● TASK STATEMENT
Total the lines of the listing below that hold the word "point". Output nothing except that number.

● SUPPLIED MATERIAL
+---+

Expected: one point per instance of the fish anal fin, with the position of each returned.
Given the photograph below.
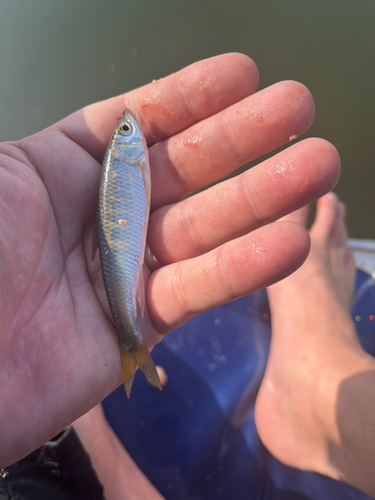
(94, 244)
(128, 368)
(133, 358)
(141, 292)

+---+

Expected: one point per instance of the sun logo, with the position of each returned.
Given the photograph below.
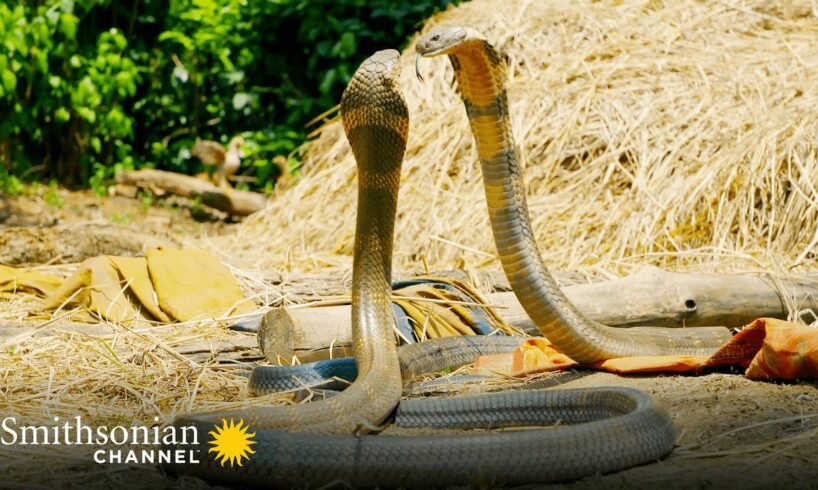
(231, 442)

+---+

● FINISHED EXERCISE
2